** BEGIN Material provided **

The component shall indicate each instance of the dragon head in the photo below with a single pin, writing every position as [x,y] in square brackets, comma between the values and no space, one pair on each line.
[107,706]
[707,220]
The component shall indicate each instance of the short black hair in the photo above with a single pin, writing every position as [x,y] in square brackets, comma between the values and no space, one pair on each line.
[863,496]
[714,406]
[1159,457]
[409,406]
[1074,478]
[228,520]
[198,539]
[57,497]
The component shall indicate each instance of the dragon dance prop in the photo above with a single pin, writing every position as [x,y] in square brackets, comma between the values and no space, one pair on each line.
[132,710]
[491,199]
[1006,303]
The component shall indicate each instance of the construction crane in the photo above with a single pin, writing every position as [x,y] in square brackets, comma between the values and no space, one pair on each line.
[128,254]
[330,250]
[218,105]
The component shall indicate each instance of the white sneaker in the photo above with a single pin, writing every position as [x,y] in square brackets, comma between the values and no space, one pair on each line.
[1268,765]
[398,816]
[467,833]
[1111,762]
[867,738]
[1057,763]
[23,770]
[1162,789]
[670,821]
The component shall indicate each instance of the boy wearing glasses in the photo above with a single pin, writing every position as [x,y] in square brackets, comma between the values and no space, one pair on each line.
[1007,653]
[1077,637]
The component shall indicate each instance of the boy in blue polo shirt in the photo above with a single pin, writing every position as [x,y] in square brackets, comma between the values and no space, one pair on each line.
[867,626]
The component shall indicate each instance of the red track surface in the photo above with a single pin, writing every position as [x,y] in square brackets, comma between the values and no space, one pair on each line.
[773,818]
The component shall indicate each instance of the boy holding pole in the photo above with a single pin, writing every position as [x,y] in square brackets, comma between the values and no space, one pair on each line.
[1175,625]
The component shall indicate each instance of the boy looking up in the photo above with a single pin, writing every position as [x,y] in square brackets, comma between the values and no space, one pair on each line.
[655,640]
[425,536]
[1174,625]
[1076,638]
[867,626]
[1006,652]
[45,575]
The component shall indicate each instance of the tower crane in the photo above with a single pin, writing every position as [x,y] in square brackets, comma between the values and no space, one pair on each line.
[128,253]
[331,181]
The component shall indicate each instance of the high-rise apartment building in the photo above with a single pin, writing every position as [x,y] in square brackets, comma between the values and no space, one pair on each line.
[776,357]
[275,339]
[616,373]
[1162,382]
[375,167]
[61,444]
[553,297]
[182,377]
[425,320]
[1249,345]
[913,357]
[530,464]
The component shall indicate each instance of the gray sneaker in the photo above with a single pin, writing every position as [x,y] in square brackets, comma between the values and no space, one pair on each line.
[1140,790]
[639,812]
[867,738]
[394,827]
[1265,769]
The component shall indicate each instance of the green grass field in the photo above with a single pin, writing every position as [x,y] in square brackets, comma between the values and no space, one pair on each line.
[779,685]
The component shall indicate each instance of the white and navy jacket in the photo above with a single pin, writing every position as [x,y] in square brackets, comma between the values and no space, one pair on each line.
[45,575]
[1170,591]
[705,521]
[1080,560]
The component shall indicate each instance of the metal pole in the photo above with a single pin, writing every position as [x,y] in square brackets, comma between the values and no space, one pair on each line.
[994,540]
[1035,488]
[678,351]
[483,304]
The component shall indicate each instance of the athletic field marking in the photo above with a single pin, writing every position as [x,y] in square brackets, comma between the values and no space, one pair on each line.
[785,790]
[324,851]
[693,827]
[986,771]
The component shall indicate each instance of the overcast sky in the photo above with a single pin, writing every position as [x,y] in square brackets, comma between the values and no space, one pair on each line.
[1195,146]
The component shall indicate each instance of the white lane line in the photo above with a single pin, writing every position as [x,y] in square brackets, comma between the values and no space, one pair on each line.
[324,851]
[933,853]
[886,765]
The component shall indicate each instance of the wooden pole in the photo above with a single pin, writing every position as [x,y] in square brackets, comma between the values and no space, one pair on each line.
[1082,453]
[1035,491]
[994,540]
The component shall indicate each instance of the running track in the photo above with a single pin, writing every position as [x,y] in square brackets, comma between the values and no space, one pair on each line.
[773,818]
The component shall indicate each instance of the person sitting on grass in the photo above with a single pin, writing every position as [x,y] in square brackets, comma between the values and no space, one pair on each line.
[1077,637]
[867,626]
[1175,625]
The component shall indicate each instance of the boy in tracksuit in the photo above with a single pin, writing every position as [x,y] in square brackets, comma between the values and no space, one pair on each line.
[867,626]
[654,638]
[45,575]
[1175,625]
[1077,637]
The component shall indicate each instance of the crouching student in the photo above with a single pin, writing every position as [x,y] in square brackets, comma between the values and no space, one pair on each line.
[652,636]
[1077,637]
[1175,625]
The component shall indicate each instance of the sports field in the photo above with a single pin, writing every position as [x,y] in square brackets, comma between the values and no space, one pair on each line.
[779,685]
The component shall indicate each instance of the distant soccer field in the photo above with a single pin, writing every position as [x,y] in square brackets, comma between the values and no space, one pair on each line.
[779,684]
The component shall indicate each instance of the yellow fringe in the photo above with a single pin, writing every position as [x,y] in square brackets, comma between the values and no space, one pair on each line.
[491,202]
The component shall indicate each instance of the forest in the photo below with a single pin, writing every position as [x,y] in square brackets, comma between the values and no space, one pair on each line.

** END Material provided **

- Goal -
Reproduce the material above without altering a single character.

- Result -
The component shall indicate each instance of the dragon head in the photo below with a single pin, writing every position as [x,y] in square brackets, comma between the values and no space, one pair on each line.
[107,706]
[707,220]
The component shall indicate each instance of the short black hair in the photo above with a single pin, writing every position as [x,y] in square brackets, comma between the values and no space, one pair on each line.
[863,496]
[714,406]
[1159,457]
[409,406]
[1074,478]
[228,520]
[198,539]
[57,497]
The component shall indicate each instance of the dragon dance prop in the photo above with a single pin, writing every position as [x,y] in square brackets, comma between the values and no space, one pair on each line.
[132,710]
[491,199]
[1006,303]
The component shall indicate each instance of the construction crane in the photo above with a single pin, writing every position as [x,y] in square brackets, comma between the values and no space, one pair on each line.
[128,254]
[330,250]
[218,105]
The component shall indicate each instance of the white sneaker in the photo above with a single pin, writing every position as [x,y] in square brackets, comma between the values and no space, one pair on each line.
[1268,765]
[398,816]
[467,833]
[1111,762]
[867,738]
[1057,763]
[23,770]
[1162,789]
[670,821]
The component shall indicate each instance of the boy wearing glasses in the photo above with a single pin, writing every position as [x,y] in square brackets, comma between the values and no space, one pair on each line.
[1007,653]
[1077,637]
The component shall indicate each instance of the boy in blue polo shirt in the photo above with a single pin, writing every position as [x,y] in square brackets, comma between the values and no space, one pair on each line.
[867,626]
The component shall indicate each instance of the red track surface in the photo above with a single pin, writing every position as [x,y] in square brackets, comma between the values and no space, one pair on each line.
[773,818]
The component shall indicate each instance of the boy holding pole in the photo above with a single pin, writing every position as [x,y] in square brackets, comma between the values and no space, one pair on each line.
[1175,625]
The component shall indicate each instance of the boy looking up in the photo above with a single pin, writing every position as [x,y] in square brackets, comma between the values and no space, one pair on each line.
[655,640]
[425,536]
[1174,625]
[1076,638]
[867,626]
[1006,652]
[45,575]
The component shall indicate each instance of the tower crane in the photo above with a single pin, writing every position as [x,y] in square brackets, comma between the values and no space, one pair on each line.
[128,253]
[331,181]
The component shall indicate each instance of the high-rise apartment building in the photo above with a single pin, writing every position as [x,y] in square brackets, comma between the values and no space, one pair on each line.
[776,357]
[275,339]
[616,373]
[1162,382]
[375,167]
[61,444]
[553,297]
[182,377]
[425,320]
[1249,345]
[913,357]
[530,464]
The component shall indicate each instance of the gray sneaker in the photo above with a single pin, writing every position as [x,y] in square brackets, comma between the values and no space, one pair on each line.
[1140,790]
[639,812]
[867,738]
[394,827]
[1265,769]
The component shall indicate each instance of the green grass field in the photo above with a single pin, writing every position as [x,y] in square brackets, comma between the values and no space, one pair on each line.
[779,685]
The component shall indicate each instance of the white and navy jacket in the photo above with a single pin, writing every position as [x,y] in square brackets, comma between the values and no space, one pair on each line.
[45,575]
[1170,591]
[705,521]
[1080,560]
The component shall indicate each instance of the metal pole in the photo above with a single pin, writing every position as [x,y] in square brackets, comma between the values and no space, one pair on each line.
[994,540]
[1035,488]
[678,351]
[483,304]
The component shall indicate each instance of the athletic field marking in the photo above with a single pin, writing every position as [x,y] in square brackets, comma between the values and no space, one pair on each line.
[785,790]
[324,851]
[693,827]
[986,771]
The component shall indicate each instance of the overcast sky in the photo above with a single pin, writing every position as [x,y] in square brackets, comma between the values and no space, one pair on each line.
[1195,146]
The component shall indicate each instance of the white lane line in the photo above with a single pin, writing every position as [x,y] in square brackets, comma between the values and no space, one pair on each line.
[324,851]
[933,853]
[886,765]
The component shall indicate each instance of the wooden pole in the photo above with a single pin, writing every position as [x,y] in square brackets, comma between the values and no space, one pair on each line.
[1082,453]
[1035,491]
[994,540]
The component shall indicate each instance of the running track in the photo above with a single pin, writing every position as [x,y] in square brackets, comma between the values and no space, one pair on each line.
[773,818]
The component shall indicate each instance of the person sitting on grass in the photo above with a single pin, writing every position as [x,y] in square brackets, comma between the values and no space, one pair on each line.
[1077,637]
[867,626]
[1175,625]
The component shall indicate each instance of the boy in tracksuit in the photo above with a single pin, writing every position as [x,y] in square brackets, comma between the values and no space, one pair on each line.
[867,626]
[654,638]
[45,575]
[1175,625]
[1077,637]
The component shall indicate each instance of the crouching student in the photo above with a single pin, writing every position as [x,y] in square brackets, comma between the values and no space, one pair on each line.
[652,636]
[1077,637]
[1175,625]
The component shall indicate each instance of the sports field in the photo above with a single pin, writing every position as [x,y] in square brackets, comma between the values and no space, one pair on each line.
[779,685]
The component shall indicate each instance of the distant soccer field in the photo above with a single pin, writing every position as [x,y] in square brackets, comma between the values and no space, one pair on each line.
[779,684]
The component shall indicate each instance of the yellow fringe in the photo above with a single pin, writing every position as [x,y] in square brackets, comma between the values and no space, one pair on each line.
[491,202]
The component shall indicate each instance of the forest in the photo below with a single pin, writing every position as [x,y] in square brackets, comma between the values and no space, one pair on each line.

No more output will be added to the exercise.